■ Data items
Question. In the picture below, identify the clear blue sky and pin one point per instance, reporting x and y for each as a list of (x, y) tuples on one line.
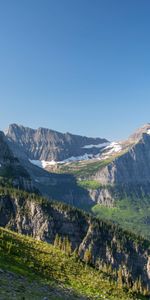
[(81, 66)]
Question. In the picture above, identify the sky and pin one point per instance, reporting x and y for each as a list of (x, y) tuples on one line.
[(79, 66)]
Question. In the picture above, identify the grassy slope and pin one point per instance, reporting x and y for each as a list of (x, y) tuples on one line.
[(133, 215), (35, 260)]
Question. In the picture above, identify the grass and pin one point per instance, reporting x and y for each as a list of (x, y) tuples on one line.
[(130, 214), (40, 261)]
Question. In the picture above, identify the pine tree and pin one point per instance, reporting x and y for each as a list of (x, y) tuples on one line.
[(120, 278)]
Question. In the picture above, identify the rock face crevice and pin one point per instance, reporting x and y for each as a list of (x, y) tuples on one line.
[(107, 244)]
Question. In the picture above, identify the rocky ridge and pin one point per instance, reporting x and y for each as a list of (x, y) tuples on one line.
[(106, 243)]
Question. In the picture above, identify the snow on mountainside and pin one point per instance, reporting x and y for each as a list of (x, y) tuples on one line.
[(49, 145)]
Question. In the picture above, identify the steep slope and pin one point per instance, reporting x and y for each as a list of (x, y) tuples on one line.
[(63, 275), (11, 170), (48, 145), (131, 166), (102, 243)]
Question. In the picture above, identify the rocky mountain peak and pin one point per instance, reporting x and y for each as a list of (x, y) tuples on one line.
[(138, 135)]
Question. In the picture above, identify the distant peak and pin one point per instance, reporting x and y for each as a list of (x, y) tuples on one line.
[(135, 137)]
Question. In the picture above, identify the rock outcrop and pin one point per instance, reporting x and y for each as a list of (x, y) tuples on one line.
[(107, 244), (48, 145)]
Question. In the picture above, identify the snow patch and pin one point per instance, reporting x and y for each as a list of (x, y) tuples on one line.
[(42, 163), (78, 158), (96, 146)]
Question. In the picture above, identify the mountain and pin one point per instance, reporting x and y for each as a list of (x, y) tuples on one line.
[(47, 145), (101, 244), (113, 184), (11, 170)]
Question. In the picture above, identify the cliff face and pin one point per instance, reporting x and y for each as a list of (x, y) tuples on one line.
[(131, 168), (46, 144), (107, 244), (11, 170)]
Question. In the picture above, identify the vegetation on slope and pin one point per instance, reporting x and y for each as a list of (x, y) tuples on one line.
[(43, 262), (130, 214)]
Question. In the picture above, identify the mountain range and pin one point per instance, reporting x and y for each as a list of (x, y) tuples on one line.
[(106, 180)]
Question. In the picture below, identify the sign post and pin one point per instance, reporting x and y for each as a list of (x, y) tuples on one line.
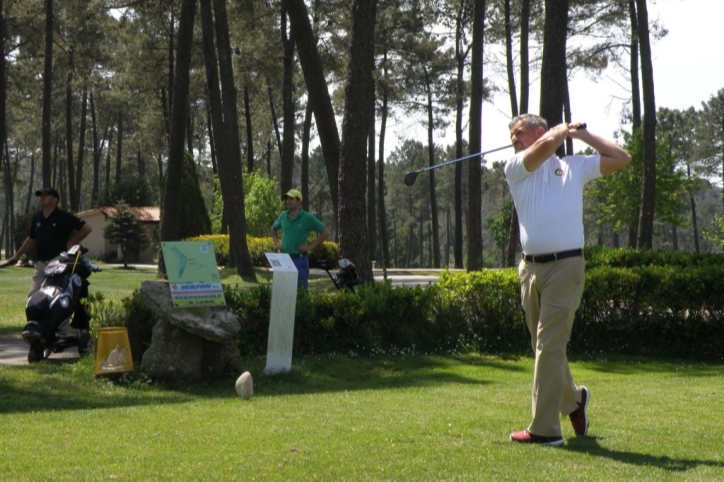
[(193, 276), (281, 317)]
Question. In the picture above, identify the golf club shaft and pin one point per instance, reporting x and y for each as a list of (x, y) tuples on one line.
[(453, 161)]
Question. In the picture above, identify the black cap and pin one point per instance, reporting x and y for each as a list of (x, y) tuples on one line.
[(48, 190)]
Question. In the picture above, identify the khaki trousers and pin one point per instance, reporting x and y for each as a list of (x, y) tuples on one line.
[(550, 294)]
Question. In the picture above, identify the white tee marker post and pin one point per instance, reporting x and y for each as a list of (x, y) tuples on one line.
[(281, 316)]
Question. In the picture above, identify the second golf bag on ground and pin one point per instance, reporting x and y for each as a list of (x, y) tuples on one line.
[(56, 317), (345, 277)]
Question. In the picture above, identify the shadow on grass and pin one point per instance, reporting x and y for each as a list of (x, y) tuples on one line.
[(326, 374), (11, 330), (632, 365), (590, 446), (68, 384)]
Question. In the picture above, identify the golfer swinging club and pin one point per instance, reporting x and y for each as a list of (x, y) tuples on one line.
[(548, 195)]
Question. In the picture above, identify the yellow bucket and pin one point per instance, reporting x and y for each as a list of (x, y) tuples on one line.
[(113, 354)]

■ Requirements
Reproduce the material above word for word, leaving out the pictures.

■ Solved problem
Question. In the picture below, identify the clear blue sky and pin one point per instance, reporting x and y for each as a list of (x, y) tuples on one line.
[(81, 66)]
Question. In the picture above, identify the sky and pin one point per instance, reporting x and y for each as a list of (x, y) tuples on one line.
[(79, 66)]
Question. In the picture above, identify the grassy slope and pin one point per instance, reporting x and y for each as a list of (x, y) tuples on one line.
[(133, 215), (35, 260)]
Question. In the picture above, identify the grass and pin one point per instance, reporting x and y for each as a list of (x, y) tuples on one line.
[(130, 214), (40, 261)]
Question. In the picture above, identify the pine tree and pin one point per instance, reporting x and y for each as a list of (x, y) tuples on one line.
[(120, 278)]
Question. In the picture above, identify the rock face crevice and pin one point per instance, reporting x and y for each as a list of (x, y) tuples on one line.
[(107, 244)]
Question. In the picture above, identify the rocky ridge and pin one point per instance, reporting x and y for each as a list of (x, y) tuples on one line.
[(106, 243)]
Question. In the picture above, identify the snow on mountainside and pin one point per instance, reporting x and y for each as a list of (x, y) tuples on one line.
[(49, 145)]
Question. In the picture above, identify the steep slope and pin one point per instance, reporting x and y for each as a list of (x, y) tuples on one line.
[(63, 275), (11, 170), (48, 145), (131, 166), (102, 243)]
Question. In the picture above, identify the rocky mountain peak and pin one point per instance, reporting x and y for each as a list of (x, y) tuples on one line.
[(138, 135)]
Question. In the picture above, identify the distant peak and pin one point per instance, reporting x and y for each as a list of (x, y) tuples on one line.
[(135, 137)]
Question. In the picture above, identify the rock outcrop and pin one point per instance, reporting x and y for each as a list of (x, y) tuples on one line.
[(107, 244), (48, 145)]
Question. In the picture above, identify the snow patch and pin one point per instance, reporting x and y for each as a list of (x, y) tuples on one line.
[(42, 163), (78, 158), (96, 146)]
Question. In the picture above, identify the mountain and pin one point per instance, reporting x and y for each as a list of (x, y) tuples on one line.
[(47, 145), (101, 244), (113, 184), (11, 170)]
Question. In the picture above, identify the cliff face and pin one point per instance, reporting x and y for each as a list of (x, y) tuples on one line.
[(131, 168), (46, 144), (107, 244), (11, 170)]
Question. In the picture above, identify the vegetation on slope and pin one point per instance, reporting x and y for each as a list of (x, y) tuples on one line.
[(43, 262), (130, 214)]
Question. In the picture above, identify the mountain range and pin one point per instance, reporting x and y for each as a list of (x, y) tuples on one line.
[(106, 180)]
Question. In the picture below, identify the sign post and pin one point per instance, reporting x and y for each as a list of (x, y) tuples on one line.
[(193, 276), (281, 317)]
Question. In the picture above, identify the golf club shaft and pin one point per instance, reporting x and y for each as a list of (x, y) tuples on one line.
[(453, 161)]
Question. In the picture above, identify the black cap and pin one point per instance, reporting x and y for each as a list of (x, y) tuples on one line.
[(48, 190)]
Question. In the picture above, identify the khaki trousers and pin one point per instance, reporting x and y for each as a list of (x, y) tuples on one line.
[(550, 294)]
Question. In the picture above, identify the white tee marker post and pin one point per instance, reporting x and y for each as a list of (x, y) tuples on one line.
[(281, 316)]
Question. In the picture above, identify the second golf bag on ground and pin one point per instance, reporting x and y for each as a list of (x, y) tuples on one line.
[(56, 317), (345, 277)]
Question. In the picture above, identify the shadow on grass and pin one point per instance, reporting x and y for each as a list of (x, y) tuples on one line.
[(326, 374), (11, 330), (632, 365), (590, 446), (68, 384)]
Question. In the picture above, identify the golfer swinging club and pin one point per instance, reporting x and y for each as a list of (x, y) tuples on one line.
[(548, 195)]
Question. In the picture above, identify the yellow bucket and pin one point per instance, reporting x and y for each as a list of (x, y) tuples on one line.
[(113, 354)]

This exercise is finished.